** Start PROVIDED INFORMATION **

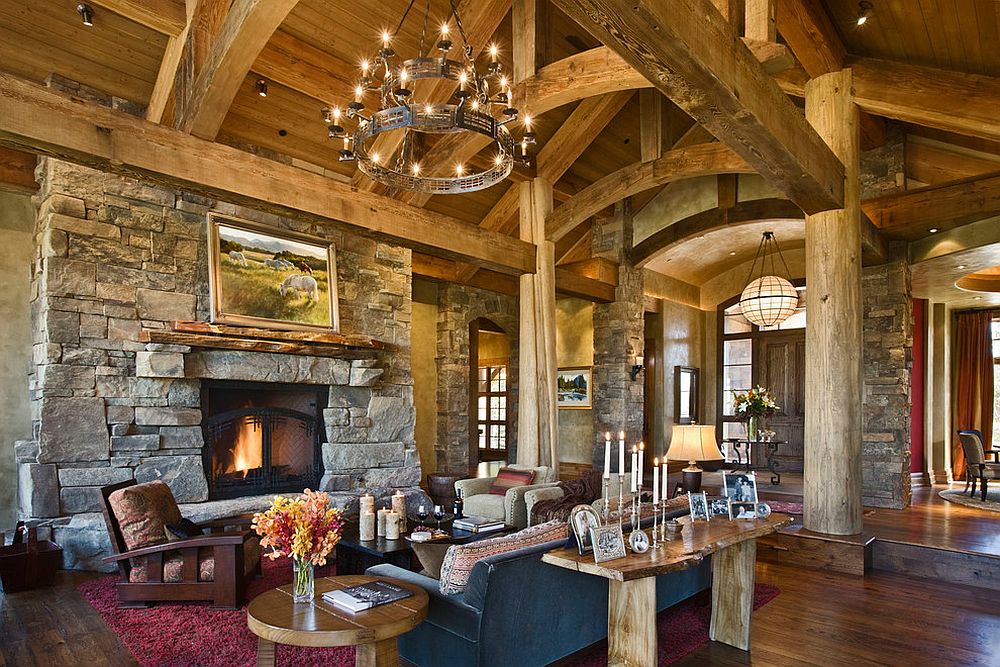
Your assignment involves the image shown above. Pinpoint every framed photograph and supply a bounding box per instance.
[208,213,340,331]
[707,496,729,518]
[556,366,591,410]
[729,501,757,519]
[569,505,601,554]
[688,491,709,521]
[722,472,757,503]
[590,525,625,563]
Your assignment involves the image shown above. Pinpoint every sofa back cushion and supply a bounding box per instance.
[439,521,569,595]
[108,480,181,551]
[490,466,535,496]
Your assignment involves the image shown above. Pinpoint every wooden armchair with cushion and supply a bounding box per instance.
[455,465,556,528]
[101,480,260,609]
[958,430,1000,500]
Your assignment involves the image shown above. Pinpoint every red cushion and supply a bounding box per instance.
[490,468,535,496]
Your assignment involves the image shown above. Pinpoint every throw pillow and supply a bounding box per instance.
[108,480,181,551]
[438,521,569,595]
[164,518,205,542]
[490,468,535,496]
[413,542,450,579]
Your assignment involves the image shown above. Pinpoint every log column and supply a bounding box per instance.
[517,178,559,468]
[803,69,863,535]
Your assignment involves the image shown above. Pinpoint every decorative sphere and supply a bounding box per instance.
[740,276,799,327]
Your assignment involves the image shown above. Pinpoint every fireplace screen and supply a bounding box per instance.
[203,383,326,499]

** End PROVIDED INFORMATION **

▶ TASK REQUIREMENTS
Copy out, word for word, everything from the line containing "Pinpoint every red" down to the end of the items, including both of those lines.

▶ CORRECT RESULT
Your assignment involves the image shown above. Pinpoint every red cushion and supply a bounding box per instance.
[490,468,535,496]
Your assignment involves the image shown above. Pinpoint every throw pillow and supply a bounding box per instance.
[108,480,181,551]
[438,521,569,595]
[164,518,205,542]
[490,468,535,496]
[413,542,450,579]
Your assignment involves the image shown above. Pinpoint every log column and supply a bounding box per instance.
[517,178,559,468]
[803,69,863,535]
Your assignment involves the image shown above. Pinpoint every decorative sphere and supply a bounding box per instance.
[740,276,799,327]
Your assignment involves the image shown above. Pinpoint every fireplace screen and supply a bounding box per instance.
[203,383,326,499]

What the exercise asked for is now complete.